__PROVIDED ENTRIES__:

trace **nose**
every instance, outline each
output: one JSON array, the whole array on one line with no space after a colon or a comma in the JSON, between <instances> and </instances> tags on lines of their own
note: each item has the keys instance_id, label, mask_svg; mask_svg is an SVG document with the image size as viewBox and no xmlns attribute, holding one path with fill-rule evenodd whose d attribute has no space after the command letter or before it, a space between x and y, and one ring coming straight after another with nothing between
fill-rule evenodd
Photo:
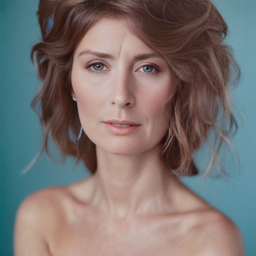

__DO THIS__: Report how many lines in the rows above contain the string "fill", with case counting. Give only the number.

__SOLUTION TO THIS EXERCISE__: 2